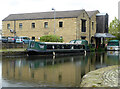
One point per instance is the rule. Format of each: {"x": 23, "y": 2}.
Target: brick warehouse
{"x": 73, "y": 24}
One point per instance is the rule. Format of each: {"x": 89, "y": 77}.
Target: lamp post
{"x": 54, "y": 19}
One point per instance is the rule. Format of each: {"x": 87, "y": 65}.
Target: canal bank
{"x": 103, "y": 77}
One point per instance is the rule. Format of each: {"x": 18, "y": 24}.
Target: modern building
{"x": 74, "y": 24}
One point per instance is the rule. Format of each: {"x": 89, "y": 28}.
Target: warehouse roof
{"x": 47, "y": 15}
{"x": 91, "y": 13}
{"x": 44, "y": 15}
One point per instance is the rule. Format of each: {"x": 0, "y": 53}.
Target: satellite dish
{"x": 11, "y": 30}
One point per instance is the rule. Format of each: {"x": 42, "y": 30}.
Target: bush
{"x": 51, "y": 38}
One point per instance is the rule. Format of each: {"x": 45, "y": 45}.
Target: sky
{"x": 28, "y": 6}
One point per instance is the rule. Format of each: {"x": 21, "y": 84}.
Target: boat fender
{"x": 85, "y": 52}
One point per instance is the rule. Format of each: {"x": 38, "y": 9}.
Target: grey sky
{"x": 28, "y": 6}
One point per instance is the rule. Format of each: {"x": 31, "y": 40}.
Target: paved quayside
{"x": 103, "y": 77}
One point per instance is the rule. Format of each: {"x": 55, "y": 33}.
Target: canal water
{"x": 49, "y": 71}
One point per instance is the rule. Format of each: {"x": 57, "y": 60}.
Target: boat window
{"x": 113, "y": 44}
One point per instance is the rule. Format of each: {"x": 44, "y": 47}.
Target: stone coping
{"x": 103, "y": 77}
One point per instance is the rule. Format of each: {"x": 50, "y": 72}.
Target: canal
{"x": 48, "y": 71}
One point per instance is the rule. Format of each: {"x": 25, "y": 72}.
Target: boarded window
{"x": 60, "y": 24}
{"x": 8, "y": 26}
{"x": 33, "y": 25}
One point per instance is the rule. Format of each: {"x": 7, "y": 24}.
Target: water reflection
{"x": 48, "y": 71}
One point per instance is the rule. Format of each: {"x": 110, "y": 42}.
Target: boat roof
{"x": 55, "y": 43}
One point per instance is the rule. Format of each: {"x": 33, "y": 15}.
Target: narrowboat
{"x": 113, "y": 45}
{"x": 46, "y": 48}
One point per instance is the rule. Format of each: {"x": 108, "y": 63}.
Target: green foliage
{"x": 114, "y": 28}
{"x": 51, "y": 38}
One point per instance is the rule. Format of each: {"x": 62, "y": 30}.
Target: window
{"x": 83, "y": 28}
{"x": 46, "y": 25}
{"x": 20, "y": 25}
{"x": 33, "y": 25}
{"x": 92, "y": 25}
{"x": 8, "y": 26}
{"x": 60, "y": 24}
{"x": 83, "y": 15}
{"x": 83, "y": 37}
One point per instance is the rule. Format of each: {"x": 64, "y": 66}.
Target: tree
{"x": 51, "y": 38}
{"x": 114, "y": 28}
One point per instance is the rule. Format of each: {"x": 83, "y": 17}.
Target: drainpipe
{"x": 89, "y": 30}
{"x": 14, "y": 28}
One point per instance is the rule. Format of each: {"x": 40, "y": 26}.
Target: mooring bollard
{"x": 53, "y": 53}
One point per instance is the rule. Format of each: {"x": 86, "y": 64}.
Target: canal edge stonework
{"x": 103, "y": 77}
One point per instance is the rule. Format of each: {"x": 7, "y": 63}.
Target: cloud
{"x": 28, "y": 6}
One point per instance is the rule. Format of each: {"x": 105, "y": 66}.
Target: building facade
{"x": 71, "y": 25}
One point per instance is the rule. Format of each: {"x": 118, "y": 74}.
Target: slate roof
{"x": 47, "y": 15}
{"x": 91, "y": 13}
{"x": 44, "y": 15}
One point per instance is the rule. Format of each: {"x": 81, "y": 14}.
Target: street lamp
{"x": 54, "y": 19}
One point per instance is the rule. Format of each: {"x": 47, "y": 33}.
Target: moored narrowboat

• _TASK STATEMENT_:
Give the listing above again word for word, without its pictures.

• _RESPONSE TO THE TASK_:
One point per instance is the rule. Format of each: {"x": 23, "y": 2}.
Target: brick warehouse
{"x": 73, "y": 24}
One point per instance is the rule. Format of each: {"x": 89, "y": 77}.
Target: lamp post
{"x": 54, "y": 19}
One point per instance is the rule. Format of each: {"x": 87, "y": 65}.
Target: canal bank
{"x": 103, "y": 77}
One point per instance is the rule. Format of each: {"x": 18, "y": 24}.
Target: modern building
{"x": 74, "y": 24}
One point per instance is the rule. Format of each: {"x": 89, "y": 28}.
Target: warehouse roof
{"x": 47, "y": 15}
{"x": 91, "y": 13}
{"x": 44, "y": 15}
One point per instance is the rule. Format of each: {"x": 0, "y": 53}.
Target: satellite dish
{"x": 11, "y": 30}
One point per instance is the rule. Format of each: {"x": 42, "y": 30}.
Target: bush
{"x": 51, "y": 38}
One point per instance is the rule. Format of each: {"x": 45, "y": 45}.
Target: sky
{"x": 28, "y": 6}
One point per instance is the rule. Format of each: {"x": 21, "y": 84}.
Target: boat fender
{"x": 85, "y": 52}
One point per instance is the rule. Format of each: {"x": 38, "y": 9}.
Target: grey sky
{"x": 28, "y": 6}
One point per instance is the rule. Format of each: {"x": 31, "y": 40}.
Target: paved quayside
{"x": 103, "y": 77}
One point per instance is the rule. Format of each: {"x": 55, "y": 33}.
Target: canal water
{"x": 49, "y": 71}
One point per instance is the rule. Format of each: {"x": 57, "y": 60}.
Target: boat window
{"x": 113, "y": 44}
One point per instance is the rule. Format of each: {"x": 44, "y": 47}.
Target: stone coping
{"x": 103, "y": 77}
One point per instance is the rule. Format of each: {"x": 50, "y": 72}.
Target: canal
{"x": 48, "y": 71}
One point per instance is the rule. Format of each: {"x": 25, "y": 72}.
Target: boarded window
{"x": 60, "y": 24}
{"x": 8, "y": 26}
{"x": 33, "y": 25}
One point per instance is the rule. Format of each: {"x": 7, "y": 24}.
Target: water reflection
{"x": 48, "y": 71}
One point per instance is the rule. Format of each: {"x": 110, "y": 42}.
Target: boat roof
{"x": 55, "y": 43}
One point per instance is the rule. Format of each: {"x": 33, "y": 15}.
Target: narrowboat
{"x": 113, "y": 45}
{"x": 46, "y": 48}
One point per instance is the rule. Format of each: {"x": 108, "y": 63}.
Target: green foliage
{"x": 114, "y": 28}
{"x": 51, "y": 38}
One point per instance is the rule. Format of each: {"x": 62, "y": 30}.
Target: window
{"x": 83, "y": 28}
{"x": 46, "y": 25}
{"x": 20, "y": 25}
{"x": 33, "y": 25}
{"x": 92, "y": 25}
{"x": 8, "y": 26}
{"x": 60, "y": 24}
{"x": 83, "y": 15}
{"x": 83, "y": 37}
One point per instance is the rule. Format of each: {"x": 64, "y": 66}.
Target: tree
{"x": 51, "y": 38}
{"x": 114, "y": 28}
One point per instance is the rule. Format of each: {"x": 83, "y": 17}.
Target: drainpipe
{"x": 89, "y": 30}
{"x": 14, "y": 28}
One point per instance is the rule. Format of each: {"x": 40, "y": 26}.
Target: mooring bollard
{"x": 53, "y": 53}
One point per instance is the rule. Format of each: {"x": 86, "y": 64}.
Target: canal edge stonework
{"x": 103, "y": 77}
One point per instance is the rule. Format of each: {"x": 7, "y": 63}.
Target: cloud
{"x": 28, "y": 6}
One point per instance is the rule. Format of each: {"x": 105, "y": 66}.
Target: building facade
{"x": 71, "y": 25}
One point per instance is the rule. Format of each: {"x": 118, "y": 74}.
Target: slate roof
{"x": 47, "y": 15}
{"x": 91, "y": 13}
{"x": 44, "y": 15}
One point per instance is the rule. Format of each: {"x": 81, "y": 14}.
Target: street lamp
{"x": 54, "y": 19}
One point per instance is the rule. Format of each: {"x": 47, "y": 33}.
Target: moored narrowboat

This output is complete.